Stated exercise A: Starting with the first line of the records and going on through the line with "target: clock hand", write those lines out as a numbered list, leaving out any blank lines.

Selection:
Bari was born in 2012, and he lives in New York with his parents and his brother. He is an Asian-American author and the world's youngest professor. He is also nominated for a Nobel prize.

In 2018, when Soborno was just six-years-old, Harvard University recognised him as a scientist.

The Da Vinci Institute for Technology Management bestowed on him and South African play writer John Kani the Da Vinci Laureate: Social Architecture on Monday.

Business Report had a chat with Bari about his life and his accomplishments.

According to Bari, from the age of between one and two years, he developed a passion for Maths.

"I don't think it was an ability but a passion. My father was a Maths student, he was writing all these equations on the blackboard, and I would be wondering what do they mean?"

He said, one day, he mustered enough courage to copy all the symbols.

"My father caught my fascination, and he started teaching me Maths and science. I developed a desire to experiment to observe, to see how things worked. So I eventually learned more and more until it blossomed. Now people see it as a talent, I see it as a passion," Bari said.

Data for this exercise:
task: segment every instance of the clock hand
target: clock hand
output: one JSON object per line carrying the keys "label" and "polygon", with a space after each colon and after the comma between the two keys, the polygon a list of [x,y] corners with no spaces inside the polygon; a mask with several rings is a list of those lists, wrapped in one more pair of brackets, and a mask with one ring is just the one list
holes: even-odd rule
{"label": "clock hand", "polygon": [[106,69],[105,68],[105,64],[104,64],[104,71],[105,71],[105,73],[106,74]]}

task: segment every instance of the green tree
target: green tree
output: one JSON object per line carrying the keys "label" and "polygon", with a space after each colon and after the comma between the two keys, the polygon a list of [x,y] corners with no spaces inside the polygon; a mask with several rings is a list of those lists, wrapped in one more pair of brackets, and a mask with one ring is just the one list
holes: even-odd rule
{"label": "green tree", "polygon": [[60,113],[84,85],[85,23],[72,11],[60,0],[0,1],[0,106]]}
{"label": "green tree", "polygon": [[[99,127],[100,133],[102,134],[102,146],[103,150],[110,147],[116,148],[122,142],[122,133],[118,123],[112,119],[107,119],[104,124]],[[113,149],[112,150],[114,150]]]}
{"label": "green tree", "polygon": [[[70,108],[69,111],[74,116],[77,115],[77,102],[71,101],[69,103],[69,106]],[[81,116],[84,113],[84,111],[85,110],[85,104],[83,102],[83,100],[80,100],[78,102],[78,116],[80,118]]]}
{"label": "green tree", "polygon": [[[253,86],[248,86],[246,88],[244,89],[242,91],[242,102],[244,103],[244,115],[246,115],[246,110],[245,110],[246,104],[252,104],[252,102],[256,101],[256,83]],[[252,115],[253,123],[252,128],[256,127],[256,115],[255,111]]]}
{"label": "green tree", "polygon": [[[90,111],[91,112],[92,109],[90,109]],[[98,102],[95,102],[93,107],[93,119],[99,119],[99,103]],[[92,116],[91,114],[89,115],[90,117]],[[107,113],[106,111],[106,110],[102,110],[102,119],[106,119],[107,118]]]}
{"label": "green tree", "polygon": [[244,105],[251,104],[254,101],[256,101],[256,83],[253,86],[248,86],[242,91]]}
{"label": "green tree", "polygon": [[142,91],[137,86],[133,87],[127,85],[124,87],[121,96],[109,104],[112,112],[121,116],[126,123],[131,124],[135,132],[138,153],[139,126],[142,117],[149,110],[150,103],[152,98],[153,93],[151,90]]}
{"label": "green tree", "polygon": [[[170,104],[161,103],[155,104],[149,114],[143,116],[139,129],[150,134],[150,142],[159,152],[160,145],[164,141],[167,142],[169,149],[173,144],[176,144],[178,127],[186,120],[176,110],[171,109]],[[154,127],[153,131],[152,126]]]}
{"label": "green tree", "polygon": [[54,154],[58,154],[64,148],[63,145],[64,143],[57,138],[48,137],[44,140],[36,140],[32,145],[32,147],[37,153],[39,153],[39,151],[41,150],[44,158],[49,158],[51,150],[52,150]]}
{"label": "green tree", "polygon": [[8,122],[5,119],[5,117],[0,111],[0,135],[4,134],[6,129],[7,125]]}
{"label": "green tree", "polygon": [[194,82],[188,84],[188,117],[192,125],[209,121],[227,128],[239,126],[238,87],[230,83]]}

Stated exercise B: Copy the passage about Bari starting with "Bari was born" and going on through "all the symbols.", putting "mathematics" in place of "Maths" everywhere it appears.

Written response A:
1. task: segment every instance of the clock hand
2. target: clock hand

Written response B:
Bari was born in 2012, and he lives in New York with his parents and his brother. He is an Asian-American author and the world's youngest professor. He is also nominated for a Nobel prize.

In 2018, when Soborno was just six-years-old, Harvard University recognised him as a scientist.

The Da Vinci Institute for Technology Management bestowed on him and South African play writer John Kani the Da Vinci Laureate: Social Architecture on Monday.

Business Report had a chat with Bari about his life and his accomplishments.

According to Bari, from the age of between one and two years, he developed a passion for mathematics.

"I don't think it was an ability but a passion. My father was a mathematics student, he was writing all these equations on the blackboard, and I would be wondering what do they mean?"

He said, one day, he mustered enough courage to copy all the symbols.